◆ **INSTRUCTIONS FOR THE TASK**:
In the entries below, retype everything from the line containing "In the photo above, where can the yellow" through the end of the entries. Leave the pictures out of your copy.

____________________

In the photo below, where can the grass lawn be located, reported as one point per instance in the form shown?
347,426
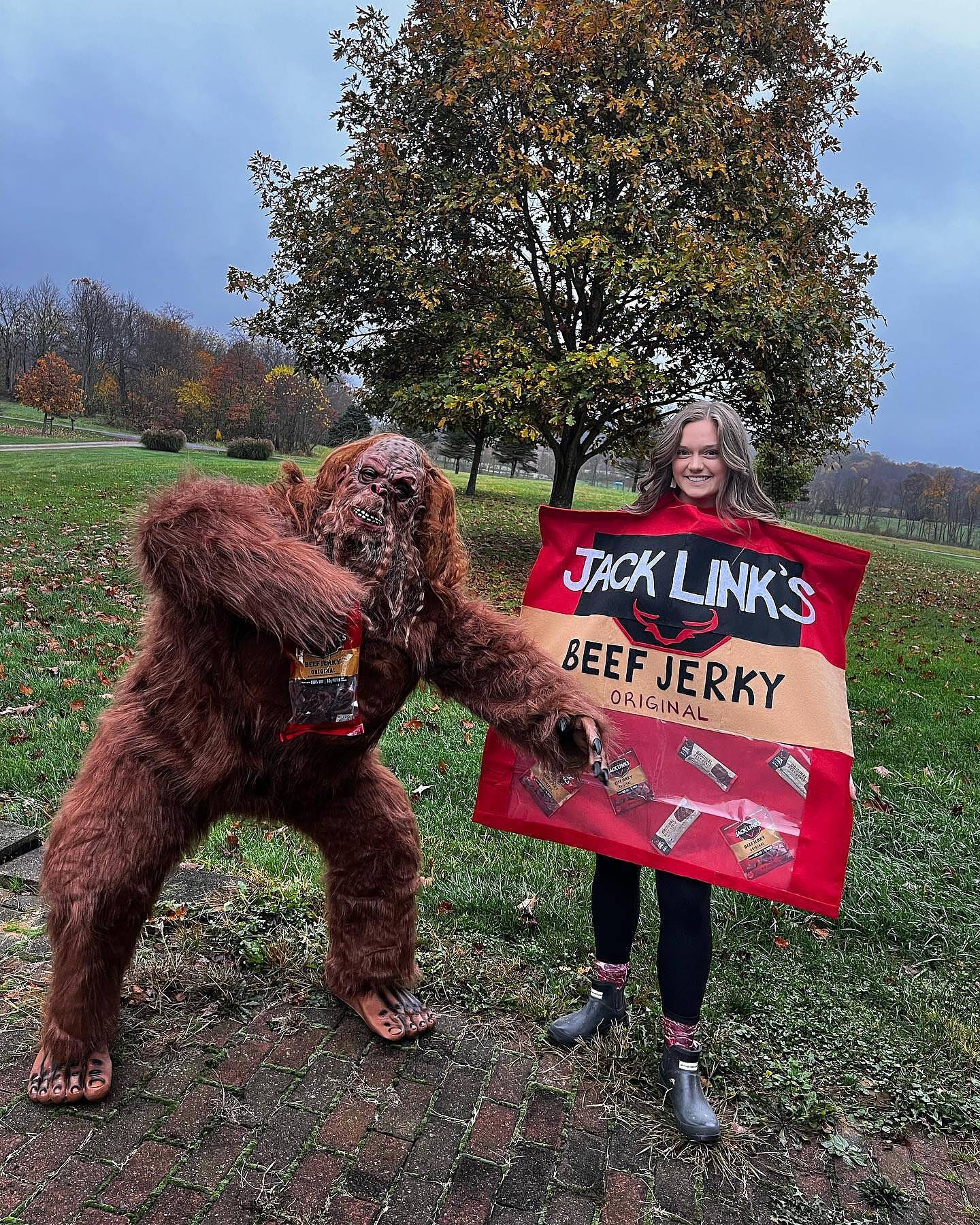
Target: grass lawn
872,1016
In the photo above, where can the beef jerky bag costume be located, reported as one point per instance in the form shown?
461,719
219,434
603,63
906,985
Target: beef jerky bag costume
243,580
718,651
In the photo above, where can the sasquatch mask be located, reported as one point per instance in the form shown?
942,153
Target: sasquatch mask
370,528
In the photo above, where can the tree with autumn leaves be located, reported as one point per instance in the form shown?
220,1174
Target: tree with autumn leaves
54,389
569,218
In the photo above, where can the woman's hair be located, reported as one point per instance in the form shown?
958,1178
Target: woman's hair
741,495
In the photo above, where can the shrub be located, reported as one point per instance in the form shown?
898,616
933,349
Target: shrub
163,440
250,448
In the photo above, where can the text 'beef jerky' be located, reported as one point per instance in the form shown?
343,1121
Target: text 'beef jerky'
708,766
790,771
549,791
675,826
627,784
757,848
324,689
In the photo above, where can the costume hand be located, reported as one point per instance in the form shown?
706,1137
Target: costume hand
578,734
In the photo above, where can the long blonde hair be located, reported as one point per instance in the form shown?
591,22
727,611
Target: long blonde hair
740,495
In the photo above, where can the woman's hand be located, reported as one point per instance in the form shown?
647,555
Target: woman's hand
580,735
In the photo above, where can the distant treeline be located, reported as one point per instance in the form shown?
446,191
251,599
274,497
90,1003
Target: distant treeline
153,369
866,491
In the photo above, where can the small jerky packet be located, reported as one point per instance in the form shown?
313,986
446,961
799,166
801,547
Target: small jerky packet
627,784
324,689
549,791
675,826
757,848
790,771
708,766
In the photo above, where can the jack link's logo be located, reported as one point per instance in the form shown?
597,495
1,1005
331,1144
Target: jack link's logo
689,594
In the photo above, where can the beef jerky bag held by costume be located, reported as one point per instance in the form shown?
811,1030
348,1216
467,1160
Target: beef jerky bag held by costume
324,689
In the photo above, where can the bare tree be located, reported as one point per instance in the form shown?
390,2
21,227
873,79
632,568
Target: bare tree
12,321
91,314
47,320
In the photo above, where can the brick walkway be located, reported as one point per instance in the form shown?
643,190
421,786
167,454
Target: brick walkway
293,1114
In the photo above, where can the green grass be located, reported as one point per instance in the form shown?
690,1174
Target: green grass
872,1016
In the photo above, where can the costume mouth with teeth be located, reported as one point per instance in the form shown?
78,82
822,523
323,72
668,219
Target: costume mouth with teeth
370,528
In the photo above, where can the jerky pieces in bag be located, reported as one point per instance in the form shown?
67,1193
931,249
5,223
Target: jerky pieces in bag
324,689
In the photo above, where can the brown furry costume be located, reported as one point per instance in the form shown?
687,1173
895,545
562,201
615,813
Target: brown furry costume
237,572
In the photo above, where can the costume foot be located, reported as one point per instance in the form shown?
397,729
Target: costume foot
58,1084
392,1012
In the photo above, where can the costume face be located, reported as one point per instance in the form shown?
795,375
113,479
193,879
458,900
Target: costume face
370,527
381,491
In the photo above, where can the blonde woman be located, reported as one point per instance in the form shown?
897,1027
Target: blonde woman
701,457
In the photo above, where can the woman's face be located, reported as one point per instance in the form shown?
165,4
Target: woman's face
698,468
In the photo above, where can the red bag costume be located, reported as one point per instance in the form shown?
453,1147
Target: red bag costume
718,649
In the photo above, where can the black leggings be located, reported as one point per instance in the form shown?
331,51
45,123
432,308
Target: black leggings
684,951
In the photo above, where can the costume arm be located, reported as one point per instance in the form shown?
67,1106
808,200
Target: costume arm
487,662
220,544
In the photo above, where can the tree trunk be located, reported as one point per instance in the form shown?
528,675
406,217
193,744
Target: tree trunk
568,462
478,441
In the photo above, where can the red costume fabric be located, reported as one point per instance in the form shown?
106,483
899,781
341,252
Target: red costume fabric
718,652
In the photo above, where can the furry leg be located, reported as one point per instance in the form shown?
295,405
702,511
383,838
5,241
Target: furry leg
370,842
114,840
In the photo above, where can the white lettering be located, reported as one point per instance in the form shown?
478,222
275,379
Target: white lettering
676,587
802,588
602,574
730,586
644,570
759,588
614,580
578,583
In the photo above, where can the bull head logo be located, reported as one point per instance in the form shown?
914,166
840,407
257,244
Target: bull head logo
691,629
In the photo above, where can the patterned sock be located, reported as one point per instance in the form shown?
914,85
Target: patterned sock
678,1034
609,972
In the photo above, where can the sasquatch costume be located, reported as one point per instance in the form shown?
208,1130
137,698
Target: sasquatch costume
238,576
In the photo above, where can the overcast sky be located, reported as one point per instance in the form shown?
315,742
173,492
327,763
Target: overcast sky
125,130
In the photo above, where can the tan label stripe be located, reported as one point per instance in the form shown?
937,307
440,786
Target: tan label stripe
784,695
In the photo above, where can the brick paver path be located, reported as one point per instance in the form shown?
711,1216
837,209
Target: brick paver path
289,1111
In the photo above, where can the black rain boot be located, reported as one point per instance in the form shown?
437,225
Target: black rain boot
604,1007
680,1075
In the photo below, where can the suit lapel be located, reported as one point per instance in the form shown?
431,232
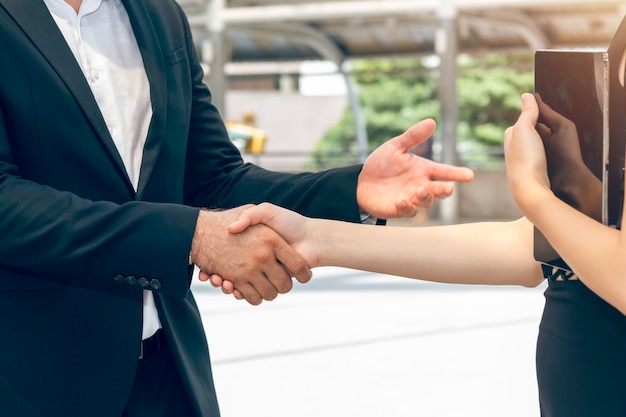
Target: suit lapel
36,22
154,64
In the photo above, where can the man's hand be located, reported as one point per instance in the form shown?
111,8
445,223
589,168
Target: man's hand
258,262
395,183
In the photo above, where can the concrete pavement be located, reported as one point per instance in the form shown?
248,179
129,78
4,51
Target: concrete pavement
351,343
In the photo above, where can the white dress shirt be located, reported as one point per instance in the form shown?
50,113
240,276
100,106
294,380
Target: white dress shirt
104,45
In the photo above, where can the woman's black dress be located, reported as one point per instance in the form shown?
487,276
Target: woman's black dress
581,353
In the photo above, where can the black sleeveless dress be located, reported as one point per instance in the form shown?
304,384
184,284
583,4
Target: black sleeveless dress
581,353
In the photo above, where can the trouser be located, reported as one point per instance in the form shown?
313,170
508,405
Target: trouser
158,391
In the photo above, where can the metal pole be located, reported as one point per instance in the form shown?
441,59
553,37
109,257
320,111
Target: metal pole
214,54
446,47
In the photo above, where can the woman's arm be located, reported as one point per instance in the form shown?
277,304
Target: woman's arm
473,253
595,252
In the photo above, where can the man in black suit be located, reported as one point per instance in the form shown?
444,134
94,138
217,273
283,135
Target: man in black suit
109,146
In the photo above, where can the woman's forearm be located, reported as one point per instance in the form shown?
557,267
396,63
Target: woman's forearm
474,253
595,252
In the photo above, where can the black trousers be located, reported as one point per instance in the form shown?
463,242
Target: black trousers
158,391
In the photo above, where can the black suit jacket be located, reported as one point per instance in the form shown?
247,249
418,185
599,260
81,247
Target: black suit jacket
78,244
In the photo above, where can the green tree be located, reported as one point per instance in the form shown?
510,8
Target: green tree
395,94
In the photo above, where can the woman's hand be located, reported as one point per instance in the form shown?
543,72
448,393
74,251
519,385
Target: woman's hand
296,229
525,157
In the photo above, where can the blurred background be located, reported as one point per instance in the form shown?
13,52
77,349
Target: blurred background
310,85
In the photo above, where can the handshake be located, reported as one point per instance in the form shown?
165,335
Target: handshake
254,252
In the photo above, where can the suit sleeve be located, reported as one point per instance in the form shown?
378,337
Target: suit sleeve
55,235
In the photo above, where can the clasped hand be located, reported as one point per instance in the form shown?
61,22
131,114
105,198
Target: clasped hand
257,261
393,183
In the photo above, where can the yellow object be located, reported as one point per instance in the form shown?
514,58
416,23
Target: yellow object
248,138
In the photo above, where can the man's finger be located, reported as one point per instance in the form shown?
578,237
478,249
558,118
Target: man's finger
249,217
445,172
415,135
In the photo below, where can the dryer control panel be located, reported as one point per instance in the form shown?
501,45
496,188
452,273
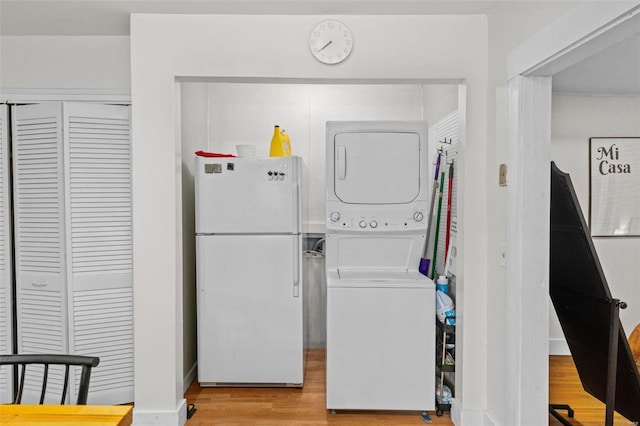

____________________

◆ **EXERCISE OUTPUT**:
In the photo above, where can the yellow object be located, reported as one point per instance in the form shown?
514,58
416,23
Target: yellow object
248,138
In the photo above, where can the man's finger be located, reported as one point per instance in the form shown?
578,237
478,249
558,118
Target: man's finger
249,217
445,172
415,135
In the photo below, where can the dryer control panel be located, reported as one point per instance in the form shown?
501,45
496,188
452,273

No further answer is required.